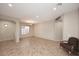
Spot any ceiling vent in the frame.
[57,3,62,6]
[55,16,62,22]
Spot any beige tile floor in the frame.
[0,37,68,56]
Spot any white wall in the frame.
[20,23,34,38]
[34,20,55,40]
[0,20,16,41]
[63,10,79,40]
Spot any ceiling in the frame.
[0,3,79,23]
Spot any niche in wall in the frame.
[0,19,16,41]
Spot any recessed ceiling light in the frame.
[53,8,57,10]
[8,4,12,7]
[36,16,39,18]
[4,24,8,27]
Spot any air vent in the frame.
[57,3,62,6]
[55,16,62,21]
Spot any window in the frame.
[21,26,29,35]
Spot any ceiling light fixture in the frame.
[4,24,8,27]
[36,16,39,18]
[8,4,12,7]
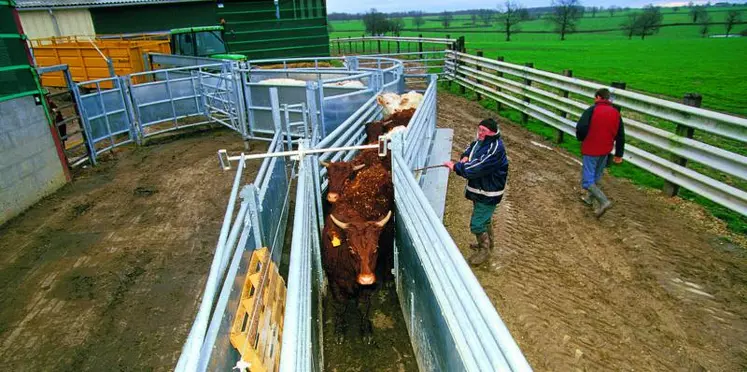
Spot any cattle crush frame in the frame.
[64,45,530,371]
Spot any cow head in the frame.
[329,211,392,285]
[321,161,366,203]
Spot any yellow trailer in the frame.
[31,36,171,88]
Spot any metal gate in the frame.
[37,65,91,167]
[198,63,246,138]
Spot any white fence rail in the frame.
[445,51,747,215]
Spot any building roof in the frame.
[15,0,208,10]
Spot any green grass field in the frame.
[331,7,747,116]
[331,6,747,234]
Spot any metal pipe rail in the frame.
[451,71,747,216]
[392,137,531,371]
[447,50,747,142]
[332,36,457,45]
[450,63,747,180]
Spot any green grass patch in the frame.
[330,6,747,115]
[439,83,747,234]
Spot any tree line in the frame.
[348,0,742,41]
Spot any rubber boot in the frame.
[469,219,494,251]
[488,219,495,252]
[581,191,594,207]
[589,185,612,218]
[469,232,490,266]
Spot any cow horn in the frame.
[376,211,392,227]
[329,213,350,230]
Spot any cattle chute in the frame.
[167,53,530,371]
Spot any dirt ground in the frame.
[438,93,747,371]
[0,126,266,371]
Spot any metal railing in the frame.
[403,75,438,169]
[446,51,747,215]
[280,143,324,372]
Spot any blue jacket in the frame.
[454,135,508,205]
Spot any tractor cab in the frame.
[170,26,246,61]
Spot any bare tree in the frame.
[698,13,711,37]
[480,9,493,26]
[441,12,454,28]
[412,12,425,30]
[689,5,706,23]
[620,13,641,40]
[498,0,528,41]
[724,10,742,37]
[548,0,584,40]
[389,17,405,36]
[363,8,389,35]
[635,5,663,40]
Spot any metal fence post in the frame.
[495,57,504,111]
[555,70,573,143]
[521,62,534,124]
[475,50,483,103]
[607,81,628,167]
[663,93,703,196]
[418,34,423,59]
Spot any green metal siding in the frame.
[217,0,329,59]
[90,1,220,35]
[0,2,39,101]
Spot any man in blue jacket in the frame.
[444,119,508,266]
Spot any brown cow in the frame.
[321,161,365,203]
[322,158,394,342]
[322,208,392,343]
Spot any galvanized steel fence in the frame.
[176,132,291,371]
[445,51,747,215]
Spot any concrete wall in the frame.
[0,96,66,224]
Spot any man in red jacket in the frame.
[576,88,625,218]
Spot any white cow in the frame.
[376,91,423,116]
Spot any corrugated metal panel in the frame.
[217,0,329,59]
[91,2,219,35]
[19,9,96,39]
[15,0,205,10]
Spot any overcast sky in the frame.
[327,0,745,13]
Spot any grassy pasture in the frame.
[331,7,747,234]
[331,7,747,116]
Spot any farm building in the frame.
[0,3,69,224]
[16,0,329,59]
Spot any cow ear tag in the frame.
[379,136,388,157]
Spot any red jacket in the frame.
[576,100,625,157]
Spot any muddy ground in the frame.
[438,93,747,371]
[0,130,266,371]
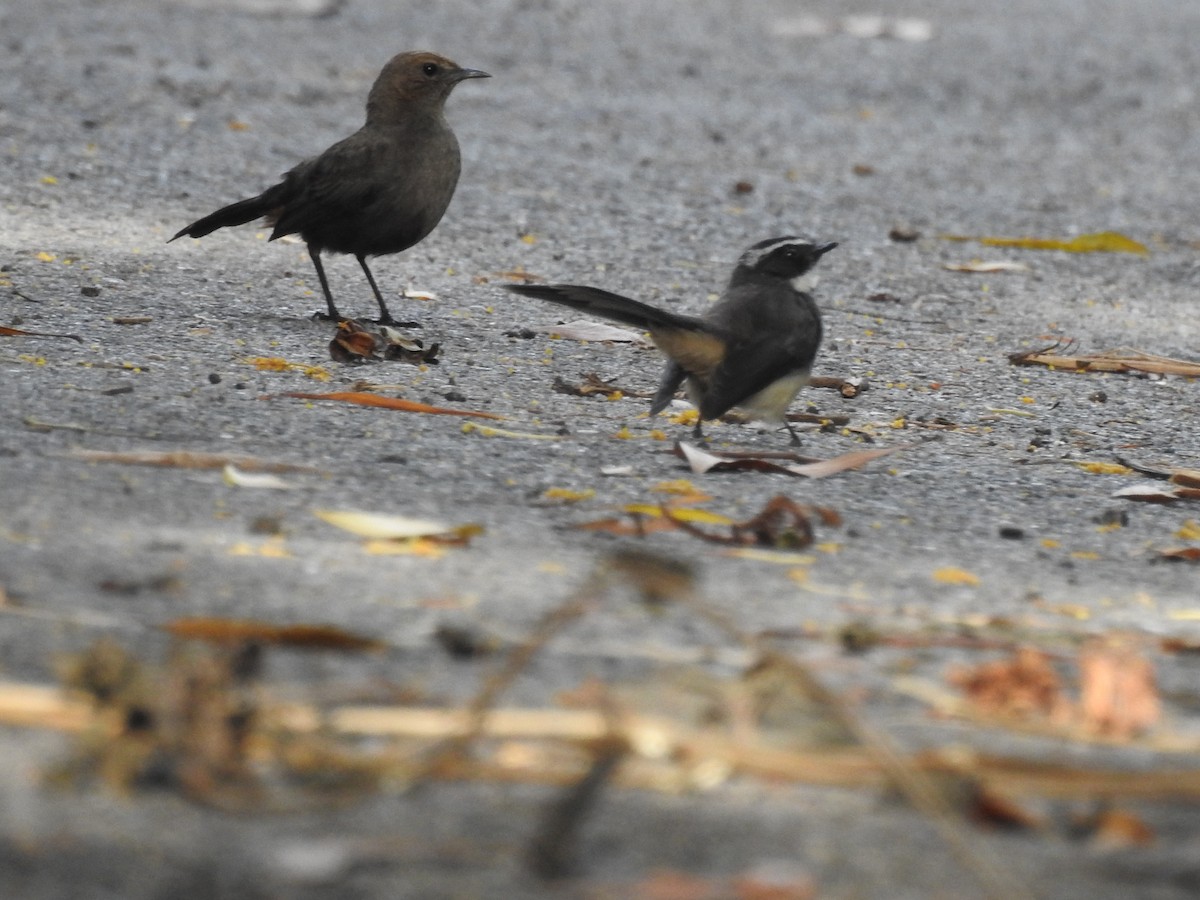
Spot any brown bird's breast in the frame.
[283,116,461,256]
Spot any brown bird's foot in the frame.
[374,312,421,328]
[308,310,349,324]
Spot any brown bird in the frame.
[168,53,491,325]
[505,235,838,444]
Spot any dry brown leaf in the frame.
[329,319,379,362]
[1008,344,1200,378]
[942,259,1030,275]
[968,786,1045,830]
[1158,547,1200,563]
[552,372,626,397]
[162,617,386,652]
[674,442,914,478]
[0,325,83,343]
[1111,481,1200,503]
[661,494,841,550]
[277,391,504,420]
[1091,809,1154,850]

---------------

◆ **SHORT EXERCISE**: Copy out the records again, starting with the line that contains "Spot any muddy ground in the frame." and continuing through the line that contains "[308,310,349,324]", with both of those lines included. Leave the pictures out of your answer.

◆ **FINISHED EXERCISE**:
Spot any muddy ground in the frame.
[438,93,747,371]
[0,130,266,371]
Spot any brown bird's breast in the frame.
[283,116,461,256]
Spot any brown bird's foot in the frame.
[374,312,421,328]
[308,310,349,324]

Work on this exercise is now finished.